Day +91

Mick McKellar Update--Day +91

Today started at 5:00 AM as the intrepid walkers chanced the leaden skies of morning, armed with borrowed umbrellas. They remained unused, fortunately. Monday morning at Charleton Lab A is always an experience, and today was no exception. My testing was delayed about a half-hour because several of the blood draws were supposed to be for a couple of special research studies, in which I agreed to participate. They could not draw those samples, because I did not receive an ID card authorizing it. We will try again on Thursday.

Tests show my hemoglobin down again...to 8.5, which means I will receive a couple of units whole blood...probably on Wednesday. Other numbers are better. The rash is slowly improving, but they still want to bring in the dermatologists again, just to be certain.

My daily Prednisone dosage has been reduced to 10MG, but now I find out that another medication I take amplifies the effect of that dose many times, and can also reduce blood counts. The mystery of the dying red blood cells is, as yet, unsolved.

▶ Work request 1
In the Day +91 update, what level did the hemoglobin drop to?
▶ Work request 2
Duplicate the part of the Day +91 update that opens with the words containing "Today started at" and closes with "to be certain.".
▶ Work request 3
Write the next part of the Day +91 update, picking up after its last sentence.

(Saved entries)
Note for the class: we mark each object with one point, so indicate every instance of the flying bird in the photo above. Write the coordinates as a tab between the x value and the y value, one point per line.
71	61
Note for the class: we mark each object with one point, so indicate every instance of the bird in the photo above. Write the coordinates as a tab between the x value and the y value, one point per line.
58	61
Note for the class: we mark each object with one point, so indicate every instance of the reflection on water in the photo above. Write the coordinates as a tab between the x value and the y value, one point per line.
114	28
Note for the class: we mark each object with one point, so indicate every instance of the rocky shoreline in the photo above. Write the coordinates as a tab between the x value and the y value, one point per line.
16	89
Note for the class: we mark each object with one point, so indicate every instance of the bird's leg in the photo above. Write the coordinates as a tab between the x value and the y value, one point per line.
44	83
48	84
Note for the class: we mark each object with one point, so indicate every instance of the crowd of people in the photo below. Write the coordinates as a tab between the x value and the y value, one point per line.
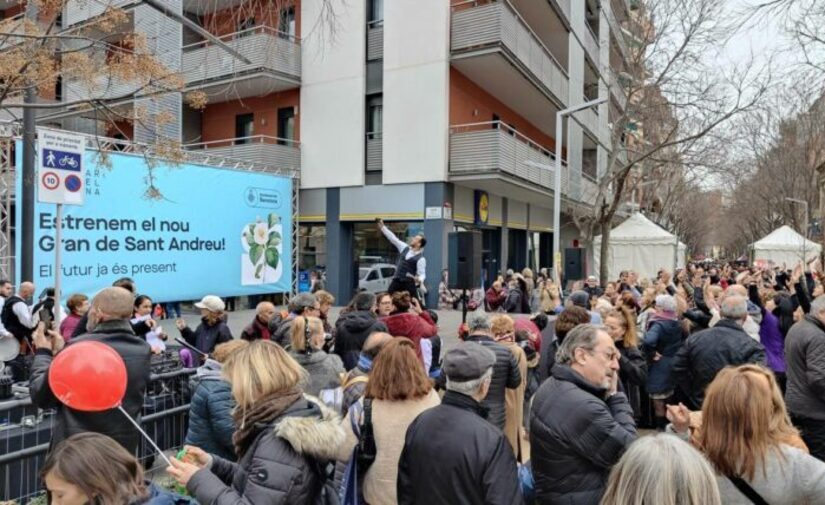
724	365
* * *
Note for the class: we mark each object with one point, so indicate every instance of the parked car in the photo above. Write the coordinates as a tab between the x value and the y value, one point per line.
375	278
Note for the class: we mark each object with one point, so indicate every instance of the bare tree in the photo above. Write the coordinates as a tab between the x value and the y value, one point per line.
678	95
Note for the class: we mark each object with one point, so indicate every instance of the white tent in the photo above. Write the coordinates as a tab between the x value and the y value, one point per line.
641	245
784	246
...
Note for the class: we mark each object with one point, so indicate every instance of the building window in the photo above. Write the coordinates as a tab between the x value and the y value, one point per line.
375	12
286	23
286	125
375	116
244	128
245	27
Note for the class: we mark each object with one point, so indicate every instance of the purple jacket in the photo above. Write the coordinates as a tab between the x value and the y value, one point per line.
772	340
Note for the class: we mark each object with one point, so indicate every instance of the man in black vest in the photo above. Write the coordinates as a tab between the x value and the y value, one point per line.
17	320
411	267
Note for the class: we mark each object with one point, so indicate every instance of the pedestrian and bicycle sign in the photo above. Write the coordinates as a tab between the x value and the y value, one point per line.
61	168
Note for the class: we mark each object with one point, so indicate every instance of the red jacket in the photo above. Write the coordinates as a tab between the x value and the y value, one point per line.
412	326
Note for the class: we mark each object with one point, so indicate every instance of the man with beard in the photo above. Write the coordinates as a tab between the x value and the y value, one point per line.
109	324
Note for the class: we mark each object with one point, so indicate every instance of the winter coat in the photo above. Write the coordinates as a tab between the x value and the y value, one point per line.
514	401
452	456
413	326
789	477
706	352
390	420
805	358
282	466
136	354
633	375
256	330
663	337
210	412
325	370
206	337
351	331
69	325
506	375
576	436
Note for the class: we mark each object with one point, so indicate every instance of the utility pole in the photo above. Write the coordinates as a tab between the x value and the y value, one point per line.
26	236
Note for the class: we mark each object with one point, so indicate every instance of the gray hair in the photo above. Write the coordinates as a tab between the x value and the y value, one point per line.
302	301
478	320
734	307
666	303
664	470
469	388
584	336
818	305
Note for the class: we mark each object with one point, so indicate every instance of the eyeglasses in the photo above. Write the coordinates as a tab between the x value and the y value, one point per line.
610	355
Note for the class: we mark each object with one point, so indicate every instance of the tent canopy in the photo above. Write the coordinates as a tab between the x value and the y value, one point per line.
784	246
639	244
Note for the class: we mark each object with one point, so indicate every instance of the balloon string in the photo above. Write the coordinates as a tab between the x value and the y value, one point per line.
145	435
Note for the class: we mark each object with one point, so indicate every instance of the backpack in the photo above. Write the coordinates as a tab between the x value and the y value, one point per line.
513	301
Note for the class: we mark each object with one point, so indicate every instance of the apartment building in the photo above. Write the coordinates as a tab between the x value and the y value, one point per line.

▶ Reply 1
8.5

▶ Reply 2
Today started at 5:00 AM as the intrepid walkers chanced the leaden skies of morning, armed with borrowed umbrellas. They remained unused, fortunately. Monday morning at Charleton Lab A is always an experience, and today was no exception. My testing was delayed about a half-hour because several of the blood draws were supposed to be for a couple of special research studies, in which I agreed to participate. They could not draw those samples, because I did not receive an ID card authorizing it. We will try again on Thursday.

Tests show my hemoglobin down again...to 8.5, which means I will receive a couple of units whole blood...probably on Wednesday. Other numbers are better. The rash is slowly improving, but they still want to bring in the dermatologists again, just to be certain.

▶ Reply 3
We managed two round trips to the hospital today, encompassing blood tests; consultations with pharmacy, transplant coordinator, and doctor; a pulmonary function test, and a couple of chest x-rays. It was a full day. By the time we hiked home to the transplant house, the sun was out for a brilliant afternoon and the temperatures warm. I put my jacket in my backpack (full of all my medications for the pharmacy visit), and enjoyed the balmy weather for the walk.

Tomorrow is my fourth or fifth bone marrow biopsy...I am beginning to lose count. Wednesday, I am scheduled to receive a couple of units of whole blood and then they will test the mineral density of my bones. Thursday, like Monday, will be blood tests again. These days test, more than any other, my one day at a time mindset. These tests will help determine when they send us home, and under what restrictions, and with what medications.

I pray to remember that the results will be what they will be. I cannot study for a blood test. My future is God’s to know and mine to live -- one day at a time.

Setting sun

Twilight approaches and the day has been long. Soothing evening sunlight is fading from pastels to deep colors and night will soon be here. It's a favorite time of day for me, time to let the imagination loose and see what what it drags home. Fun Park is about just that, letting my thoughts fly away, to return and fill my dreams with imagery and let my subconscious work on sorting things out.

As always, your communications have been brought bits of home to us, even when the news is sad. We thank you for your prayers and good thoughts.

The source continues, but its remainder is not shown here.